* [PROBLEM DESCRIPTION]
Print the listing below exactly. Leave nothing out.
··· EXERCISE DATA
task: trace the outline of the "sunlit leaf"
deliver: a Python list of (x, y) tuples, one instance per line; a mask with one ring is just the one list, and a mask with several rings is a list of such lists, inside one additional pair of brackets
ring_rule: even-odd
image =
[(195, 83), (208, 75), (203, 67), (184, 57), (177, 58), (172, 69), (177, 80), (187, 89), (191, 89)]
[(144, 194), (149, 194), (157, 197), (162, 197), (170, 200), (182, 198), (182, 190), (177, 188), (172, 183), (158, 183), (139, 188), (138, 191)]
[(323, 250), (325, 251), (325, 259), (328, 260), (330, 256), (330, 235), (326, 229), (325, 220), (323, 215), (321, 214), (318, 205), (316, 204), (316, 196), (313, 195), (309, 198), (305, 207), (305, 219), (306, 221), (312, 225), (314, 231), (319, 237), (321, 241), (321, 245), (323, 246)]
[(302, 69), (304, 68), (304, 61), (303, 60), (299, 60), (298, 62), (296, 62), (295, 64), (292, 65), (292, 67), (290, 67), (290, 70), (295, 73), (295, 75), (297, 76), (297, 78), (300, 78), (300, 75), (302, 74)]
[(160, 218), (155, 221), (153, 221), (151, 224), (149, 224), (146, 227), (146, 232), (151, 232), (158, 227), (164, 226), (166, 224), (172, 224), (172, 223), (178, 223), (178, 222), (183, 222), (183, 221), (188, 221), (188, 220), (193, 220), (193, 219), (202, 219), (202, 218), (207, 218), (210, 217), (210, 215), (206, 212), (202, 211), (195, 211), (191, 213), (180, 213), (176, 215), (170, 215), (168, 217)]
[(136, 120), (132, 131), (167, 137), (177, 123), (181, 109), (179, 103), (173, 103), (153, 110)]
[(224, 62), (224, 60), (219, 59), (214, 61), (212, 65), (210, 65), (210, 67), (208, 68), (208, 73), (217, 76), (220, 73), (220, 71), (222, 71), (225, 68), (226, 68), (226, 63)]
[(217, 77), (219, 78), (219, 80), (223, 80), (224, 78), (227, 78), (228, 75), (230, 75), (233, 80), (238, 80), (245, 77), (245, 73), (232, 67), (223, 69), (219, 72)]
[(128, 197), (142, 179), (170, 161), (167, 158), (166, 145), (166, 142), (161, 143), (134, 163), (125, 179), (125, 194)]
······
* [COMPLETED TASK]
task: trace the outline of the "sunlit leaf"
deliver: a Python list of (x, y) tuples, one instance per line; a mask with one ring is just the one list, and a mask with several rings is a list of such lists, inside one additional pair of brackets
ring_rule: even-odd
image =
[(195, 83), (208, 75), (203, 67), (184, 57), (177, 58), (172, 69), (177, 80), (187, 89), (191, 89)]
[(144, 194), (149, 194), (157, 197), (162, 197), (170, 200), (182, 198), (182, 190), (177, 188), (172, 183), (158, 183), (139, 188), (138, 191)]
[(323, 250), (325, 251), (325, 259), (328, 260), (330, 256), (330, 235), (326, 229), (325, 220), (323, 215), (321, 214), (318, 205), (316, 204), (316, 196), (313, 195), (309, 198), (305, 207), (305, 219), (306, 221), (312, 225), (314, 231), (319, 237), (321, 241), (321, 245), (323, 246)]
[(302, 69), (304, 68), (304, 61), (303, 60), (299, 60), (298, 62), (296, 62), (295, 64), (292, 65), (292, 67), (290, 67), (290, 70), (295, 73), (295, 75), (297, 76), (297, 78), (300, 78), (300, 75), (302, 74)]
[(160, 218), (155, 221), (153, 221), (151, 224), (149, 224), (146, 227), (146, 232), (151, 232), (158, 227), (164, 226), (166, 224), (172, 224), (172, 223), (178, 223), (178, 222), (183, 222), (183, 221), (188, 221), (188, 220), (193, 220), (193, 219), (202, 219), (202, 218), (207, 218), (210, 217), (210, 215), (206, 212), (202, 211), (195, 211), (191, 213), (180, 213), (176, 215), (170, 215), (168, 217)]
[(136, 120), (132, 131), (167, 137), (177, 123), (181, 109), (179, 103), (173, 103), (153, 110)]
[(224, 62), (224, 60), (219, 59), (214, 61), (212, 65), (210, 65), (210, 67), (208, 68), (208, 73), (217, 76), (220, 73), (220, 71), (222, 71), (225, 68), (226, 68), (226, 63)]
[(217, 77), (219, 78), (219, 80), (223, 80), (224, 78), (227, 78), (228, 75), (230, 75), (233, 80), (238, 80), (245, 77), (245, 73), (232, 67), (223, 69), (219, 72)]
[(128, 197), (142, 179), (170, 161), (167, 158), (166, 145), (166, 142), (161, 143), (134, 163), (125, 179), (125, 194)]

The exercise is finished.